Problem to work on:
Count the lines in the rows below that contain the string "dirt", matching case exactly, and reply with only the number.

Material to process:
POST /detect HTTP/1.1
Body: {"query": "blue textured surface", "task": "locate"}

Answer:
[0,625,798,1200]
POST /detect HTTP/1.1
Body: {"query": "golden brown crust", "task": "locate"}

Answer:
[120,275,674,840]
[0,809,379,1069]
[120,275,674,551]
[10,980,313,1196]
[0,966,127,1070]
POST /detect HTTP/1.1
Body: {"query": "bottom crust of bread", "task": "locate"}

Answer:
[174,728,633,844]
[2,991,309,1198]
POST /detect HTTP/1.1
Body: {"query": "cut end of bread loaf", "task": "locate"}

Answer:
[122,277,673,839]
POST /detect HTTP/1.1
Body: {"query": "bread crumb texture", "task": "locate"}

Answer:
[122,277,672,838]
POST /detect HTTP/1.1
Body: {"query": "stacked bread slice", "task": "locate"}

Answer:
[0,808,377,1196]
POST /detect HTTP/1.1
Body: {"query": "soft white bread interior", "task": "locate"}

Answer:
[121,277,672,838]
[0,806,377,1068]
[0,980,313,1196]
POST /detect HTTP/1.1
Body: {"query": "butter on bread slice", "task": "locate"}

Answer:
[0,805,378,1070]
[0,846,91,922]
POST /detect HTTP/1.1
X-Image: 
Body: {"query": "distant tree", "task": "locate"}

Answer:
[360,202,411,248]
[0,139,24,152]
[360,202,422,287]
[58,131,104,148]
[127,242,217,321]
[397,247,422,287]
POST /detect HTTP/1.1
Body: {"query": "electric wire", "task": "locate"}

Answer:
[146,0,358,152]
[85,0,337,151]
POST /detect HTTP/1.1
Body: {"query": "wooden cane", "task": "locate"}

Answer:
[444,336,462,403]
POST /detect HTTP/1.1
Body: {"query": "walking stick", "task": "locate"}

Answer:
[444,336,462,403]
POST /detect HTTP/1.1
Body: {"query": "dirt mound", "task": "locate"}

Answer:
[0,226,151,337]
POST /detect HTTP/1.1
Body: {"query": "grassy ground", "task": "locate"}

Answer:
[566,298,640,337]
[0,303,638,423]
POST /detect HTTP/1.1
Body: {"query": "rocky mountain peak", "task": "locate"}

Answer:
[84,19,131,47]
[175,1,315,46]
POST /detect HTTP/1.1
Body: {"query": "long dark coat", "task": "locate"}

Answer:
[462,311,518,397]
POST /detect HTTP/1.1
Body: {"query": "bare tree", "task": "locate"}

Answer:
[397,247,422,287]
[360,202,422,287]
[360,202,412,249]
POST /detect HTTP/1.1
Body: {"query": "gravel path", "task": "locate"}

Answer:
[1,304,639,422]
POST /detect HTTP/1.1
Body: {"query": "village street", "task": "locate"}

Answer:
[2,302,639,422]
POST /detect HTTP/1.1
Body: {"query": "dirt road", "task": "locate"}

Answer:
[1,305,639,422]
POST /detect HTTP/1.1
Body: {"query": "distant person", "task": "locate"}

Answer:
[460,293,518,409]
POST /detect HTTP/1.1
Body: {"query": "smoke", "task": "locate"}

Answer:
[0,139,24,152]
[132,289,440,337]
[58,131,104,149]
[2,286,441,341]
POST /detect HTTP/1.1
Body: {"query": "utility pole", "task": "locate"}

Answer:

The result:
2